◆ **Source excerpt**
-----

For calculating a Fibonacci sequence element k with the recursive algorithm, the recursion tree has k levels (to see why, consider that fib(k) calls fib(k-1), which calls fib(k-2), and so on). It follows that height of the tree is k. To estimate a lower-bound on the width and number of nodes in the recursion tree, consider that since fib(k) also calls fib(k-2), therefore there is a perfect binary tree of height k/2 as part of the recursion tree. If extracted, that perfect subtree would have 2k/2 leaf nodes. So the width of the recursion tree is at least O(2^{k/2}) or, equivalently, 2^O(k).
The crucial difference is that:
for divide-and-conquer algorithms, the input size is the width of the binary tree.
for the Fibonnaci algorithm, the input size is it the height of the tree.
Therefore the number of nodes in the tree is O(n) in the first case, but 2^O(n) in the second. The Fibonacci tree is much larger compared to the input size.
You mention Master theorem; however, the theorem cannot be applied to analyze the complexity of Fibonacci because it only applies to algorithms where the input is actually divided at each level of recursion. Fibonacci does not divide the input; in fact, the functions at level i produce almost twice as much input for the next level i+1.
To address the core of the question, that is "why Fibonacci and not Mergesort", you should focus on this crucial difference:
The tree you get from Mergesort has N elements for each level, and there are log(n) levels.
The tree you get from Fibonacci has N levels because of the presence of F(n-1) in the formula for F(N), and the number of elements for each level can vary greatly: it can be very low (near the root, or near the lowest leaves) or very high. This, of course, is because of repeated computation of the same values.
To see what I mean by "repeated computation", look at the tree for the computation of F(6):
Fibonacci tree picture from: http://composingprograms.com/pages/28-efficiency.html
How many times do you see F(3) being computed?
Consider the following implementation
int fib(int n)
{
if(n < 2)
return n;
return fib(n-1) + fib(n-2)
}
Let's denote T(n) the number of operations that fib performs to calculate fib(n). Because fib(n) is calling fib(n-1) and fib(n-2), it means that T(n) is at least T(n-1) + T(n-2). This in turn means that T(n) > fib(n). There is a direct formula of fib(n) which is some constant to the power of n. Therefore T(n) is at least exponential. QED.
To my understanding, the mistake in your reasoning is that using a recursive implementation to evaluate f(n) where f denotes the Fibonacci sequence, the input size is reduced by a factor of 2 (or some other factor), which is not the case. Each call (except for the 'base cases' 0 and 1) uses exactly 2 recursive calls, as there is no possibility to re-use previously calculated values. In the light of the presentation of the master theorem on Wikipedia, the recurrence
f(n) = f (n-1) + f(n-2)
is a case for which the master theorem cannot be applied.

-----

◆ **Set task 1**
In the Fibonacci complexity discussion, how many levels does the tree from Mergesort have?
◆ **Set task 2**
Please copy a passage from the Fibonacci complexity discussion, beginning at the words "To address the" and stopping after "the same values.".
You won't need the items.

Items from a data source
-----

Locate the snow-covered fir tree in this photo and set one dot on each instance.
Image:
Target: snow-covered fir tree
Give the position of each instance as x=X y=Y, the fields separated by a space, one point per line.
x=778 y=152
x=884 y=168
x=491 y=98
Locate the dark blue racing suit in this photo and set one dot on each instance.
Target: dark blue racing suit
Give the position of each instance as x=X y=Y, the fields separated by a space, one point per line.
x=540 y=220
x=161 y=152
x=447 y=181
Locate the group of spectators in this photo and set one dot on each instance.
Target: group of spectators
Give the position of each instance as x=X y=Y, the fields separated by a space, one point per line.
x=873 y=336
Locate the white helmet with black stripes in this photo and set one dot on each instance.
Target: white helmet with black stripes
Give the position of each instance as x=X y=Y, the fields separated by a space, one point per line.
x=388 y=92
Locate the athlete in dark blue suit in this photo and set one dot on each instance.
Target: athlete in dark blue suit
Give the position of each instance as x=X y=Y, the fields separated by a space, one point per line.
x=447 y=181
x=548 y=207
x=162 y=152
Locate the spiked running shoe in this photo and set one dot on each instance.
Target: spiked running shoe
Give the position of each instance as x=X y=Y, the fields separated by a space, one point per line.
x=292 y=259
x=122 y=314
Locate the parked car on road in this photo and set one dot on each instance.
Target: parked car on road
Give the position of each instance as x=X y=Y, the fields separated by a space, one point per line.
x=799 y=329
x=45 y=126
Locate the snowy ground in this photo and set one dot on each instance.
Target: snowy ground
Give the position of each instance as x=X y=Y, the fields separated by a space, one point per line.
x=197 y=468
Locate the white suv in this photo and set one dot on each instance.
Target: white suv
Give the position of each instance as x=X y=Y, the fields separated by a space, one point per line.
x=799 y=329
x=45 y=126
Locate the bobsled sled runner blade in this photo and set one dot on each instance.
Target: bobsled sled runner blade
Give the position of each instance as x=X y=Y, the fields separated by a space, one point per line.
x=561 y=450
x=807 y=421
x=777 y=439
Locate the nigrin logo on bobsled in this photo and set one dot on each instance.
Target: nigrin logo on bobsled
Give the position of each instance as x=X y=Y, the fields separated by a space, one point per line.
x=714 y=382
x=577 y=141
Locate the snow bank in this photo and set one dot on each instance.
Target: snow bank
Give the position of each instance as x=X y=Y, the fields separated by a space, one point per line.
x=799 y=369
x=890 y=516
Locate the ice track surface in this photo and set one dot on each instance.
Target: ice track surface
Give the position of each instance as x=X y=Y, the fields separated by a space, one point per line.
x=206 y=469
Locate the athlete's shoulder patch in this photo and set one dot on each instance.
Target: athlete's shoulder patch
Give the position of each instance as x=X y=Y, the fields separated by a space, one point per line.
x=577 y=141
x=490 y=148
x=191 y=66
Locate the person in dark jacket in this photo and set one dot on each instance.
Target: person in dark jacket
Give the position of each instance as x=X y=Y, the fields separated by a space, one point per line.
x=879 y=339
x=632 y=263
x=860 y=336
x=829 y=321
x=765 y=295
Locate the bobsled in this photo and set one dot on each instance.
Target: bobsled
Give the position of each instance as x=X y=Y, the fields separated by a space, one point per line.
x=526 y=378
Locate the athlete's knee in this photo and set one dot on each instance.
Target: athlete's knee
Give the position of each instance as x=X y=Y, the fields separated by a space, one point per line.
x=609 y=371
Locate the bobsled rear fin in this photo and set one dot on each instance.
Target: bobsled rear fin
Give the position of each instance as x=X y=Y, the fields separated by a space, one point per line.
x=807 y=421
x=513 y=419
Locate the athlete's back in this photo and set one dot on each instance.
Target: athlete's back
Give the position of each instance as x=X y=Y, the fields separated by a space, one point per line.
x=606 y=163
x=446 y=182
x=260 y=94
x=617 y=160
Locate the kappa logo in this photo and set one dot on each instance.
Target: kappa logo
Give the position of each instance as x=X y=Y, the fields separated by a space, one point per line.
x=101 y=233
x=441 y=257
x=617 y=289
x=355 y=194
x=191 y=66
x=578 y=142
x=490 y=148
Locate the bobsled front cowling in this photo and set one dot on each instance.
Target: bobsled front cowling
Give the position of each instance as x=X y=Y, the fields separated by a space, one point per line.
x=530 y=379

-----

◆ **Task result 1**
It has log(n) levels.

◆ **Task result 2**
To address the core of the question, that is "why Fibonacci and not Mergesort", you should focus on this crucial difference:
The tree you get from Mergesort has N elements for each level, and there are log(n) levels.
The tree you get from Fibonacci has N levels because of the presence of F(n-1) in the formula for F(N), and the number of elements for each level can vary greatly: it can be very low (near the root, or near the lowest leaves) or very high. This, of course, is because of repeated computation of the same values.